* _Task brief_
Please report each of the lines below that contains the word "water", copying every such line in full.

* _Information given_
>>>>>

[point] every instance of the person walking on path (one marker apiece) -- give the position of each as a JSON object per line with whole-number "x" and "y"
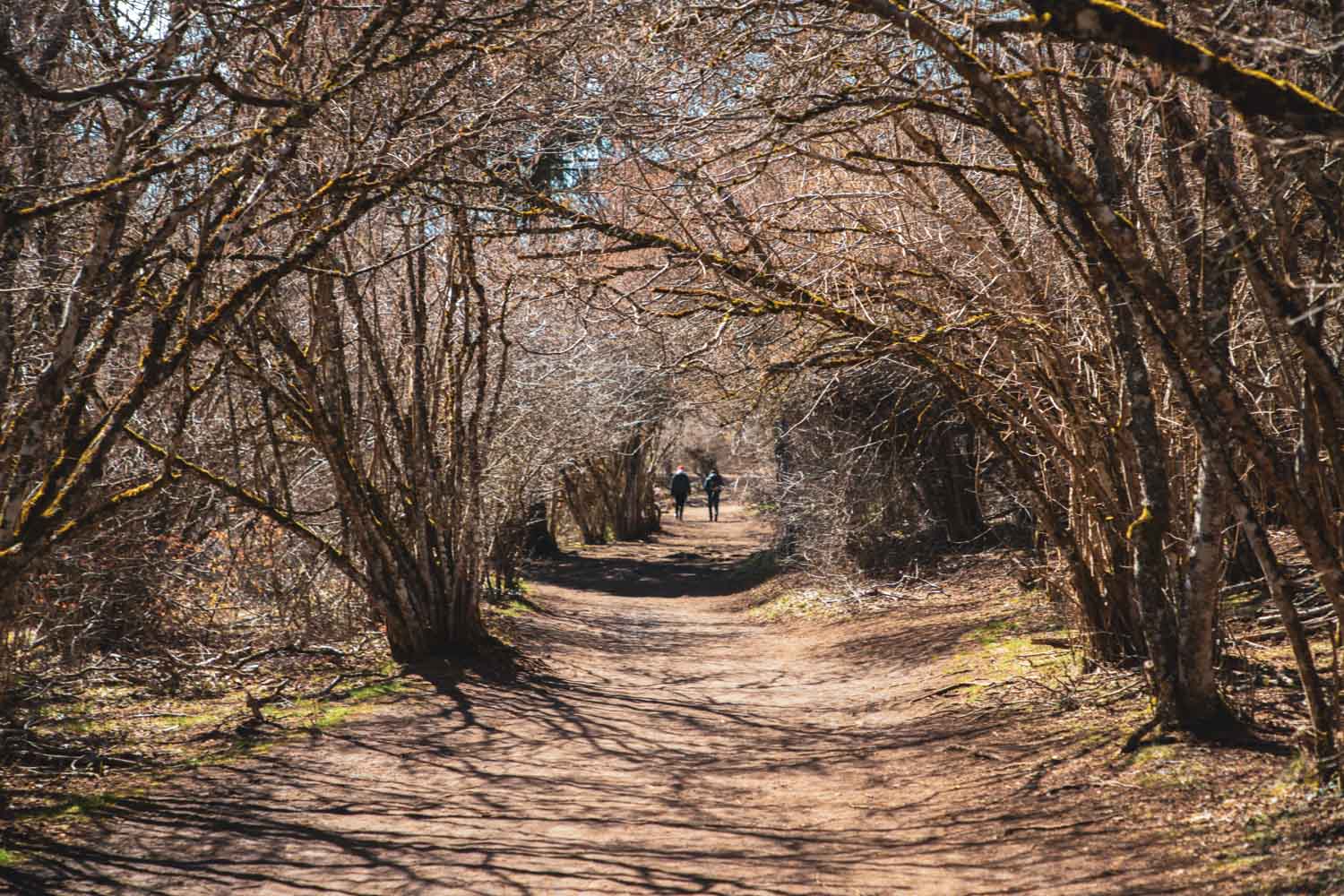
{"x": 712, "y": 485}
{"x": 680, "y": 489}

<<<<<
>>>>>

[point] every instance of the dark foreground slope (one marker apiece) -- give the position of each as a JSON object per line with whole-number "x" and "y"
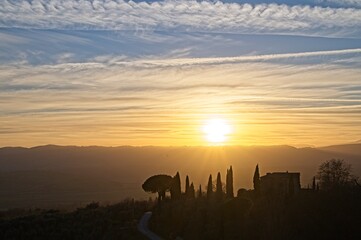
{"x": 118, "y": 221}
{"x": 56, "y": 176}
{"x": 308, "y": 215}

<<<<<
>>>>>

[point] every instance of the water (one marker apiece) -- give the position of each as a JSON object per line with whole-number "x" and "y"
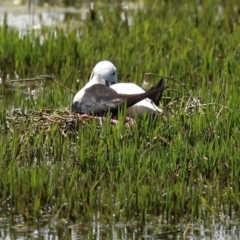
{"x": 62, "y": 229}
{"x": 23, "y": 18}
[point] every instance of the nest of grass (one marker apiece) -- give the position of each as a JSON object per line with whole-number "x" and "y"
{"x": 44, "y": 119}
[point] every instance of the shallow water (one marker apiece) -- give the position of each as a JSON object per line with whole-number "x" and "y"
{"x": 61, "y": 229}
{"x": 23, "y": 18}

<<<<<

* _Solved problem_
[point] every instance of the water (one marker apiece) -- give the position of each as a JSON object per line with whole-number "x" and "y"
[point] every instance of the shallow water (one marker apiece) -- give the position of each as a JSON object per line with whole-number "x" and "y"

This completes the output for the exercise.